* TEXTO FORNECIDO:
((
18 julho 2018

Brasil: Nunca Mais


O centro da pessoa humana é a liberdade. Esta, por sua vez, é a invenção que o sujeito faz de si mesmo, através da palavra que o exprime. Na tortura, o discurso que o torturador busca extrair o torturado, é a negação absoluta e radical de sua condição de sujeito livre. A tortura vira ao avesso da liberdade. Nesta medida, o discurso que ela busca, através da intimidação e da violência, é a palavra aviltada de um sujeito que, nas mãos do torturador, transforma-se em objeto. (p. 331)

Esta citação do psicanalista Hélio Pellegrino representa bem o conteúdo das 390 páginas que compõem o livro-reportagem Brasil: Nunca Mais, resultado de um trabalho de pesquisa sobre os processos da Justiça Militar brasileira, no período de abril de 1964 a março de 1979.

Esta edição publicada pela Editora Vozes em 2011 conta com prefácio de Dom Paulo Evaristo Arns, escrito em 3 de maio de 1985, à época Arcebispo Metropolitano de São Paulo. O projeto Brasil: Nunca Mais, desenvolvido pelo Conselho Mundial de Igrejas e pela Arquidiocese de São Paulo nos anos oitenta, sob a coordenação do Rev. Jaime Wright e de Dom Paulo Evaristo Arns, foi elaborado com o objetivo de expor à sociedade um relato da trágica prática de tortura durante um período especialmente repleto de acontecimentos na história do mundo e do Brasil. (p. 15)

E o relato é realmente trágico, ao ponto de obrigar uma leitura lenta, pausada, na medida em que expõe modos e instrumentos de tortura; a institucionalização da prática por meio da oferta de cursos para agentes do Estado; a estrutura do sistema repressivo e as atividades visadas que justificavam a ação repressiva, em especial as subversivas; os limites extremos da tortura; tudo isso baseado nos dados dos processos da Justiça Militar que possibilitaram a catalogação dos casos, das práticas e das marcas deixadas pela ditadura.
Do ponto de vista do enquadramento técnico, a capitulação dos “crimes” variava bastante, podendo ser invocados diversos artigos da Lei de Segurança Nacional. Do ponto de vista filosófico, entretanto, ficou evidente que se partia de uma definição arbitrária daquilo que seria “subversão”. As autoridades do Regime Militar utilizaram esse conceito, abusivamente, como se ele tivesse conteúdo absoluto, invariável, sagrado. Seu raciocínio continha uma lógica primitiva: subverter é tentar transformar o que hoje existe; como o regime atual representa a vontade da nação, tentar mudá-lo é, pois, delito. E todo delito merece punição. (p.186)
))
* DADOS DE ORIGEM:
((
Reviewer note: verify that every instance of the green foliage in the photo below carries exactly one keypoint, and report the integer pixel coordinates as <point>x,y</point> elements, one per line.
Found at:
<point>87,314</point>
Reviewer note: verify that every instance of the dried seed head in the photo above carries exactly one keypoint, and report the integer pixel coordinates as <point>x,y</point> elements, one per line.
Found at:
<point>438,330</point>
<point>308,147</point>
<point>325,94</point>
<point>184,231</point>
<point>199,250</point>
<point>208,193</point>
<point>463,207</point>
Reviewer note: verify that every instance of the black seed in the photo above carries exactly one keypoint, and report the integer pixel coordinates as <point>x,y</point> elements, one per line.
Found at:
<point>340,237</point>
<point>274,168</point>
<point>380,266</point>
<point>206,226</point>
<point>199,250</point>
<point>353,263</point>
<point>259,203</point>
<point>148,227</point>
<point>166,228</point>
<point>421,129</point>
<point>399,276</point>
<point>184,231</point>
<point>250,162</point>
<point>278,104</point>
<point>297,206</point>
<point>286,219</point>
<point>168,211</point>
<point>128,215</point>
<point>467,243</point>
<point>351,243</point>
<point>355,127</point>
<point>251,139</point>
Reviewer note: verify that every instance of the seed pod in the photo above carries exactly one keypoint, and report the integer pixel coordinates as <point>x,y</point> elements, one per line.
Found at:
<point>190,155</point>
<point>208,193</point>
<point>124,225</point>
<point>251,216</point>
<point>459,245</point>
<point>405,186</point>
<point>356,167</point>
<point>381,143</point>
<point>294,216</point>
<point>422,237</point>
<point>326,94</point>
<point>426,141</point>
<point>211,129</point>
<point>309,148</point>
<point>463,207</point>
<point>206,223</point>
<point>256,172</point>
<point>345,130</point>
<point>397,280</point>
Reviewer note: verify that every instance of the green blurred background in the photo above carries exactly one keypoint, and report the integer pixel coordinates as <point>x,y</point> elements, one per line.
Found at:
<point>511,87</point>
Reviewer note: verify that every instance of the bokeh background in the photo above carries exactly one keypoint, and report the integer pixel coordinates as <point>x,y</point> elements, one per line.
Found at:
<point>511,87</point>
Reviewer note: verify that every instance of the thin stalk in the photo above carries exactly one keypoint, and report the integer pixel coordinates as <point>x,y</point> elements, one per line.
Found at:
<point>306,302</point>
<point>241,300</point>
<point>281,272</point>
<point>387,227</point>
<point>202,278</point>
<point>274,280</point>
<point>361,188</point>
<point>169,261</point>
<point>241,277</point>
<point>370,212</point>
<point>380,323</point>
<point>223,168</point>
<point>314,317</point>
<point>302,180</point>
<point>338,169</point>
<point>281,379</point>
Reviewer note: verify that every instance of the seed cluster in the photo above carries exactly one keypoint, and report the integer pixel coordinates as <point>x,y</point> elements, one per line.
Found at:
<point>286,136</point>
))
Reescreva o trecho do texto sobre Brasil: Nunca Mais que começa nas palavras "Esta citação do" e vai até "Brasil. (p. 15)", inclusive, trocando "livro-reportagem" por "livro".

* RESOLUÇÃO:
Esta citação do psicanalista Hélio Pellegrino representa bem o conteúdo das 390 páginas que compõem o livro Brasil: Nunca Mais, resultado de um trabalho de pesquisa sobre os processos da Justiça Militar brasileira, no período de abril de 1964 a março de 1979.

Esta edição publicada pela Editora Vozes em 2011 conta com prefácio de Dom Paulo Evaristo Arns, escrito em 3 de maio de 1985, à época Arcebispo Metropolitano de São Paulo. O projeto Brasil: Nunca Mais, desenvolvido pelo Conselho Mundial de Igrejas e pela Arquidiocese de São Paulo nos anos oitenta, sob a coordenação do Rev. Jaime Wright e de Dom Paulo Evaristo Arns, foi elaborado com o objetivo de expor à sociedade um relato da trágica prática de tortura durante um período especialmente repleto de acontecimentos na história do mundo e do Brasil. (p. 15)